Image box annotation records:
○ ○ ○
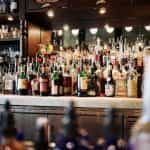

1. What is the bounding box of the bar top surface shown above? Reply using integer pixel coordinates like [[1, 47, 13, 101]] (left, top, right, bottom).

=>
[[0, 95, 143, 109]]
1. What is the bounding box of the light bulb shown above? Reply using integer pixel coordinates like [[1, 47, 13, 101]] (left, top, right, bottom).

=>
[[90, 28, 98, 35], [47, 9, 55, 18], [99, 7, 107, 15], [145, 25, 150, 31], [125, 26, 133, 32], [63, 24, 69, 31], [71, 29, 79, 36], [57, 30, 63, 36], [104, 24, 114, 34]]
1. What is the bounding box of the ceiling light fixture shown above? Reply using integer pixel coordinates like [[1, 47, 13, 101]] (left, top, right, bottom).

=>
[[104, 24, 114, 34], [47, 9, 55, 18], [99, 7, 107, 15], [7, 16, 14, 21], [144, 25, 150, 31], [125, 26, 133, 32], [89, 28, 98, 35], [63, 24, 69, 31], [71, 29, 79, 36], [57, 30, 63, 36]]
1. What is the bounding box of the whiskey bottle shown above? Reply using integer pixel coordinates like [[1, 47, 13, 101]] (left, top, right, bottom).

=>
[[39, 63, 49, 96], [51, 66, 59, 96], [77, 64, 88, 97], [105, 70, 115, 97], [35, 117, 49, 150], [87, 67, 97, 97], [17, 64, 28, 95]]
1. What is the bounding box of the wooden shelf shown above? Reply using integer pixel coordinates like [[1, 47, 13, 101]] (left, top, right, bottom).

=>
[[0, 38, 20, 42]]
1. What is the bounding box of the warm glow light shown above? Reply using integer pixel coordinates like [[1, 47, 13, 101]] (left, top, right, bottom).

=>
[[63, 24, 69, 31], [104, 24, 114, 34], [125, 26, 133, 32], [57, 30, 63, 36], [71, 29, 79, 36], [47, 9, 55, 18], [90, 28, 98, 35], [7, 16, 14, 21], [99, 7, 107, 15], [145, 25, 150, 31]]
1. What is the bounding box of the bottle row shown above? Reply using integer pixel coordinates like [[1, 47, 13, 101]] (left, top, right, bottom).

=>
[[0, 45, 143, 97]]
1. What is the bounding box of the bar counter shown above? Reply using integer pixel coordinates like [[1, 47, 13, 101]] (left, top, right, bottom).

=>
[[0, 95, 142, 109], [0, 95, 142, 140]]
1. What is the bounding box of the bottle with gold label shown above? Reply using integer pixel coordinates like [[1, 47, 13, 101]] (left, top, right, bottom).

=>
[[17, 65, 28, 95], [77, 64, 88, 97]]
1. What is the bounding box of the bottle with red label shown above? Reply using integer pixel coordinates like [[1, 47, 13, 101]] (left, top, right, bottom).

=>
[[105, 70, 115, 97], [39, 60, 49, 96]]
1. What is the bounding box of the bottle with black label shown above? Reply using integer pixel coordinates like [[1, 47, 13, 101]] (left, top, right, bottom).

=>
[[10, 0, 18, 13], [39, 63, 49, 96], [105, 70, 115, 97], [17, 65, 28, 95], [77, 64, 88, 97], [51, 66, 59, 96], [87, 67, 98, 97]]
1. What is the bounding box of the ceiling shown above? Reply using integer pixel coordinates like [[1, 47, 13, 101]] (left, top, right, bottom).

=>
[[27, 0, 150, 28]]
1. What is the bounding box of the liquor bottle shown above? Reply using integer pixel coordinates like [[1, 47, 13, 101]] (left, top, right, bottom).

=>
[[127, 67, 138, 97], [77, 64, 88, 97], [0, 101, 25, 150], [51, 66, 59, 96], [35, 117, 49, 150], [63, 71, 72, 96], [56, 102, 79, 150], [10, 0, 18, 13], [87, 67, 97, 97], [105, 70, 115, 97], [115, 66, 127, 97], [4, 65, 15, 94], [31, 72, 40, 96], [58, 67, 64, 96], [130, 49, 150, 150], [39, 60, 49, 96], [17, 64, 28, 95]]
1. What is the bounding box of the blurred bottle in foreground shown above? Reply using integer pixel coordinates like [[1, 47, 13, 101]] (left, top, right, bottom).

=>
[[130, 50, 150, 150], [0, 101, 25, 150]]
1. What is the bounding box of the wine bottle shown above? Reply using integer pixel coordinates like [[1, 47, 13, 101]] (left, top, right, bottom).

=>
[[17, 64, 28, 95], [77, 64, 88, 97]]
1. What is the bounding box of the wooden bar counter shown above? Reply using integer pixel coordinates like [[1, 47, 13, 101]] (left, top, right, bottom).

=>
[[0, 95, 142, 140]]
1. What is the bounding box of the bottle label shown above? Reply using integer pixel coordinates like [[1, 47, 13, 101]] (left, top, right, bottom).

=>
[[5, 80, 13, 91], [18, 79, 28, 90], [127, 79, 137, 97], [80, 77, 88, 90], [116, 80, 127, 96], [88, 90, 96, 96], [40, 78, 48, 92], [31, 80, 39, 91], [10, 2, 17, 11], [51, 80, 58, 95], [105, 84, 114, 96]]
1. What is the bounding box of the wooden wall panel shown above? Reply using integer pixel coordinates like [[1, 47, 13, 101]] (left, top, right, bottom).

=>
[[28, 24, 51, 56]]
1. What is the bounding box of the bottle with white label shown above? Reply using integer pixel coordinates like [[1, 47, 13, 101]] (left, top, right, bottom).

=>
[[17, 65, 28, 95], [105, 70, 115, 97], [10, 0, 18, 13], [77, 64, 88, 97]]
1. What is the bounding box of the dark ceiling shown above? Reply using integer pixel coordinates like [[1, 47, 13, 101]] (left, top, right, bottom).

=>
○ ○ ○
EXERCISE INSTRUCTIONS ▸ Recast all of the lines above as a Markdown table with two columns, No. for the row number and Line for the line itself. Skip blank lines and leave the pictures out.

EXERCISE SOLUTION ▸
| No. | Line |
|---|---|
| 1 | 1. What is the bounding box of the bar top surface shown above? Reply using integer pixel coordinates like [[1, 47, 13, 101]] (left, top, right, bottom). |
| 2 | => |
| 3 | [[0, 95, 143, 109]] |
| 4 | 1. What is the bounding box of the light bulb shown above? Reply using integer pixel coordinates like [[1, 47, 13, 101]] (left, top, right, bottom). |
| 5 | => |
| 6 | [[90, 28, 98, 35], [47, 9, 55, 18], [99, 7, 107, 15], [145, 25, 150, 31], [125, 26, 133, 32], [63, 24, 69, 31], [71, 29, 79, 36], [57, 30, 63, 36], [104, 24, 114, 34]] |
| 7 | 1. What is the bounding box of the ceiling light fixture shown above? Reply using integer pixel coordinates like [[1, 47, 13, 101]] (left, top, right, bottom). |
| 8 | => |
| 9 | [[104, 24, 114, 34], [47, 9, 55, 18], [99, 7, 107, 15], [7, 16, 14, 21], [144, 25, 150, 31], [125, 26, 133, 32], [89, 28, 98, 35], [63, 24, 69, 31], [71, 29, 79, 36], [57, 30, 63, 36]] |
| 10 | 1. What is the bounding box of the whiskey bottle shown above? Reply using integer pixel coordinates like [[1, 47, 13, 101]] (left, top, right, bottom). |
| 11 | => |
| 12 | [[39, 63, 49, 96], [51, 66, 59, 96], [77, 64, 88, 97], [105, 70, 115, 97], [35, 117, 49, 150], [87, 67, 97, 97], [17, 64, 28, 95]] |
| 13 | 1. What is the bounding box of the wooden shelf shown above? Reply using integer pixel coordinates like [[1, 47, 13, 101]] (left, top, right, bottom). |
| 14 | => |
| 15 | [[0, 38, 20, 42]] |
| 16 | 1. What is the bounding box of the warm glow light shown above? Reply using integer pixel coordinates like [[1, 47, 13, 101]] (left, top, right, bottom). |
| 17 | => |
| 18 | [[63, 24, 69, 31], [104, 24, 114, 34], [125, 26, 133, 32], [57, 30, 63, 36], [71, 29, 79, 36], [47, 9, 55, 18], [90, 28, 98, 35], [7, 16, 14, 21], [99, 7, 107, 15], [145, 25, 150, 31]] |
| 19 | 1. What is the bounding box of the bottle row shown above? Reply using integer pixel coordinates like [[1, 47, 13, 101]] (left, top, right, bottom). |
| 20 | => |
| 21 | [[0, 45, 143, 97]] |
| 22 | 1. What is the bounding box of the bar counter shown above? Reply using integer pixel coordinates like [[1, 47, 13, 101]] (left, top, right, bottom). |
| 23 | => |
| 24 | [[0, 95, 142, 109], [0, 95, 142, 140]] |
| 25 | 1. What is the bounding box of the bottle with gold label shown above? Reply using integer pixel coordinates like [[1, 47, 13, 101]] (left, top, right, bottom). |
| 26 | => |
| 27 | [[17, 65, 28, 95], [77, 64, 88, 97]] |
| 28 | 1. What is the bounding box of the bottle with red label shown above? Reply using integer pixel coordinates like [[1, 47, 13, 101]] (left, top, right, bottom). |
| 29 | => |
| 30 | [[105, 70, 115, 97], [39, 60, 49, 96]] |
| 31 | 1. What is the bounding box of the bottle with black label shown above? Reply using integer pixel coordinates like [[1, 47, 13, 101]] (left, top, right, bottom). |
| 32 | => |
| 33 | [[10, 0, 18, 13], [39, 63, 49, 96], [105, 70, 115, 97], [17, 65, 28, 95], [77, 64, 88, 97], [51, 66, 59, 96], [87, 67, 98, 97]] |
| 34 | 1. What is the bounding box of the ceiling shown above? Reply using integer pixel coordinates like [[1, 47, 13, 101]] (left, top, right, bottom). |
| 35 | => |
| 36 | [[27, 0, 150, 28]] |
| 37 | 1. What is the bounding box of the liquor bottle shown above? Reply using integer pixel coordinates like [[1, 47, 13, 101]] (left, top, right, bottom). |
| 38 | => |
| 39 | [[127, 67, 138, 97], [77, 64, 88, 97], [0, 101, 25, 150], [51, 66, 59, 96], [35, 117, 49, 150], [63, 71, 72, 96], [56, 102, 79, 150], [10, 0, 18, 13], [87, 67, 97, 97], [105, 70, 115, 97], [115, 66, 127, 97], [4, 65, 15, 94], [31, 72, 40, 96], [58, 67, 64, 96], [130, 49, 150, 150], [39, 60, 49, 96], [17, 64, 28, 95]] |
| 40 | 1. What is the bounding box of the blurred bottle in foreground shown above? Reply using integer pixel coordinates like [[1, 47, 13, 101]] (left, top, right, bottom). |
| 41 | => |
| 42 | [[130, 50, 150, 150], [0, 101, 25, 150]] |
| 43 | 1. What is the bounding box of the wine bottle shown above? Reply using integer pixel coordinates like [[1, 47, 13, 101]] (left, top, right, bottom). |
| 44 | => |
| 45 | [[17, 64, 28, 95], [77, 64, 88, 97]] |
| 46 | 1. What is the bounding box of the wooden bar counter shown above? Reply using integer pixel coordinates like [[1, 47, 13, 101]] (left, top, right, bottom). |
| 47 | => |
| 48 | [[0, 95, 142, 140]] |
| 49 | 1. What is the bounding box of the bottle label shown above? Reply using integer pixel coordinates like [[1, 47, 13, 101]] (left, top, right, bottom). |
| 50 | => |
| 51 | [[5, 80, 13, 91], [18, 79, 28, 90], [127, 79, 137, 97], [80, 77, 88, 90], [116, 80, 127, 96], [88, 90, 96, 96], [40, 78, 48, 92], [31, 80, 39, 91], [10, 2, 17, 11], [51, 80, 58, 95], [105, 84, 114, 96]] |
| 52 | 1. What is the bounding box of the wooden wall panel shown above? Reply using integer pixel coordinates like [[1, 47, 13, 101]] (left, top, right, bottom). |
| 53 | => |
| 54 | [[28, 24, 51, 56]] |
| 55 | 1. What is the bounding box of the bottle with white label shown above? Reply using integer pixel coordinates like [[1, 47, 13, 101]] (left, top, right, bottom). |
| 56 | => |
| 57 | [[17, 65, 28, 95], [105, 70, 115, 97], [10, 0, 18, 13], [77, 64, 88, 97]] |
| 58 | 1. What is the bounding box of the dark ceiling shown above? Reply using integer pixel coordinates like [[1, 47, 13, 101]] (left, top, right, bottom). |
| 59 | => |